**Raw data**:

***

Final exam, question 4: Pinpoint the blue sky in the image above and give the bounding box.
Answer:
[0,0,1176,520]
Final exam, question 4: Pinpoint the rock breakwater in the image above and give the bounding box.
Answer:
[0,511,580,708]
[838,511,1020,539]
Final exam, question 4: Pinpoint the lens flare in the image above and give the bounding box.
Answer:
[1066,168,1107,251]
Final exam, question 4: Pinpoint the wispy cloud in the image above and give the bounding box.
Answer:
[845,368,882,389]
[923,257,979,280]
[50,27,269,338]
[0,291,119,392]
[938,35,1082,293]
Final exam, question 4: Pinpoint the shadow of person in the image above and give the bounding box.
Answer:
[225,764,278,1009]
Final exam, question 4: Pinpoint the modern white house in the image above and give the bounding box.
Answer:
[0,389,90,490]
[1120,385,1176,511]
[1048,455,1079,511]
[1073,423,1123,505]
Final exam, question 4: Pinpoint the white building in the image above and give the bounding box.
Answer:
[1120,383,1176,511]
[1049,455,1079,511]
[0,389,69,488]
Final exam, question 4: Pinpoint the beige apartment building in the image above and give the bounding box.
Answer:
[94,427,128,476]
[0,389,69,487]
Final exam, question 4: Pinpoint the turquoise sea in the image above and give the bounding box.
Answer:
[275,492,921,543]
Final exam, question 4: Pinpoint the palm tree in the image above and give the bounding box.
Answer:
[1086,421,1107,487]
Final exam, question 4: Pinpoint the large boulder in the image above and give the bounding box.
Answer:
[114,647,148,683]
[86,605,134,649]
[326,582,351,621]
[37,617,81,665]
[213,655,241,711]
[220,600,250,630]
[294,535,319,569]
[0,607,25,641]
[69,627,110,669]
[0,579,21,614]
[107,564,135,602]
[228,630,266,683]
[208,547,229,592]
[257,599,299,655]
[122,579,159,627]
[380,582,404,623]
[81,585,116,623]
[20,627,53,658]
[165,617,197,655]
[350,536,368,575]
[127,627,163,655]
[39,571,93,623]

***

**Required work**: Render the material above as a Markdown table with two columns, Row and Line. Number each line in order and leave out any blank lines.

**Reply to the task**:
| Row | Line |
|---|---|
| 1 | Final exam, question 4: Pinpoint the blue sky in the image above and give the bounding box. |
| 2 | Answer: |
| 3 | [0,0,1176,520] |
| 4 | Final exam, question 4: Pinpoint the rock breakwater in the image above and give the bounding box. |
| 5 | Answer: |
| 6 | [0,511,580,708] |
| 7 | [838,511,1020,539] |
| 8 | Final exam, question 4: Pinpoint the lens flare in the image above and give the bounding box. |
| 9 | Answer: |
| 10 | [1066,168,1107,251] |
| 11 | Final exam, question 4: Pinpoint the wispy cloud in the image above and give the bounding box. |
| 12 | Answer: |
| 13 | [845,368,882,389] |
| 14 | [923,257,979,280] |
| 15 | [50,27,269,338] |
| 16 | [0,291,119,392] |
| 17 | [938,35,1082,293] |
| 18 | Final exam, question 4: Pinpoint the shadow of person in the image above and give the bounding box. |
| 19 | Answer: |
| 20 | [225,764,278,1009] |
| 21 | Final exam, question 4: Pinpoint the modern white house in the image above and give the bounding box. |
| 22 | Answer: |
| 23 | [0,389,90,490] |
| 24 | [1120,385,1176,511] |
| 25 | [1048,455,1079,511] |
| 26 | [1073,423,1123,505] |
| 27 | Final exam, question 4: Pinpoint the white building in the image above and give the bounding box. |
| 28 | Answer: |
| 29 | [1120,383,1176,511] |
| 30 | [1049,455,1079,511] |
| 31 | [0,389,69,488] |
| 32 | Final exam, question 4: Pinpoint the beige apartment building in the image above and give the bounding box. |
| 33 | Answer: |
| 34 | [94,427,128,476] |
| 35 | [0,389,69,487] |
| 36 | Final exam, question 4: Pinpoint the turquoise sea in the image above and give the bounding box. |
| 37 | Answer: |
| 38 | [275,492,921,543] |
| 39 | Final exam, question 4: Pinpoint the palm tree in the image above and give the bounding box. |
| 40 | Answer: |
| 41 | [1086,421,1107,487] |
| 42 | Final exam, question 4: Pinpoint the large boulder in the image above and give the bounding box. |
| 43 | Answer: |
| 44 | [114,647,148,683] |
| 45 | [86,605,134,649] |
| 46 | [326,582,351,621] |
| 47 | [37,617,81,665] |
| 48 | [213,655,241,711] |
| 49 | [220,600,250,630] |
| 50 | [294,535,319,569] |
| 51 | [0,607,25,641] |
| 52 | [69,627,110,669] |
| 53 | [0,579,21,614] |
| 54 | [107,564,135,602] |
| 55 | [228,630,266,683] |
| 56 | [208,547,229,592] |
| 57 | [257,599,299,655] |
| 58 | [122,579,159,627] |
| 59 | [380,582,404,623] |
| 60 | [81,585,116,623] |
| 61 | [20,627,53,658] |
| 62 | [165,617,197,655] |
| 63 | [350,536,368,575] |
| 64 | [127,627,163,655] |
| 65 | [39,571,93,623] |